+++ PAGE EXCERPT +++
A 19-year-old sang during a craniotomy so doctors could understand how a tumor affected her musical talent.
Nineteen-year-old Kira Iaconetti has a passion for music and performing that has given her joy her whole life. According to People, she taught herself her musical talent and loved to take part in plays and musicals. However, about four years ago, she began to experience a strange reaction any time she sang or listened to music. During these short two-minute episodes, Iaconetti became totally unable to sing or process the words she was hearing. Aside from being unusually tired, she didn’t have any other symptoms and thus wasn’t too worried about the strange episodes.
“It was like a light switch turned off in my brain,” Iaconetti said. “Suddenly, I was tone deaf, I couldn’t process the words in time with the music and I couldn’t sing. Forcing myself to sing after one of these glitches was extremely difficult. I would become incoherent, slurring and stuttering my words.”
Her episodes began to increase in frequency and so she was sent to Seattle Children’s Hospital where she learned she suffered from a type of epilepsy induced by music. Her seizures were caused by a tumor pressed up against her auditory cortex. Because of her love of music and singing, this was a particularly heartbreaking diagnosis for Iaconetti.
+++ SUPPLIED DATA +++
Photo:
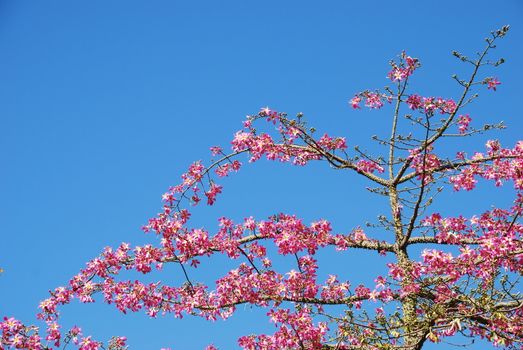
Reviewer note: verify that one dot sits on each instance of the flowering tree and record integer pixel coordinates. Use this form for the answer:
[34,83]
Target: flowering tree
[465,282]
+++
● **THINGS TO DO**
(1) Retype the passage of the craniotomy article from "Her episodes began" up to and including "diagnosis for Iaconetti.".
(2) Write what comes next in the article about the singer's brain tumor, picking up after its final sentence.

● **RESPONSES PER TASK**
(1)
Her episodes began to increase in frequency and so she was sent to Seattle Children’s Hospital where she learned she suffered from a type of epilepsy induced by music. Her seizures were caused by a tumor pressed up against her auditory cortex. Because of her love of music and singing, this was a particularly heartbreaking diagnosis for Iaconetti.

(2)
Dr. Jason Hauptman, a neurologist at Seattle Children’s Hospital, thought of one way he might be able to remove the tumor while preserving the 19-year-old’s ability to sing. He decided to perform an awake craniotomy, a procedure in which he would wake Iaconetti up from anestheia mid-surgery and have her sing while he operated. This would allow him to see how the areas of her brain reacted to the music.
“Our focus was not only on taking care of the tumor, but making her life better. We wanted to preserve the things she cares about, like her passion for pursuing a career in musical theater,” he said.
The surgery went well and Iaconetti was awake and playing guitar in her hospital bed just one day after her operation. Doctors say she will likely never require another surgery and will be able to live her life as she chooses. The singer is especially grateful for the doctors who went to such great lengths to ensure she’d be able to continue doing what she loved.
“My biggest fear before the surgery was that the seizures would get in the way of performing,” she said. “Now, I want to get back to the stage, to performing as soon as I can.”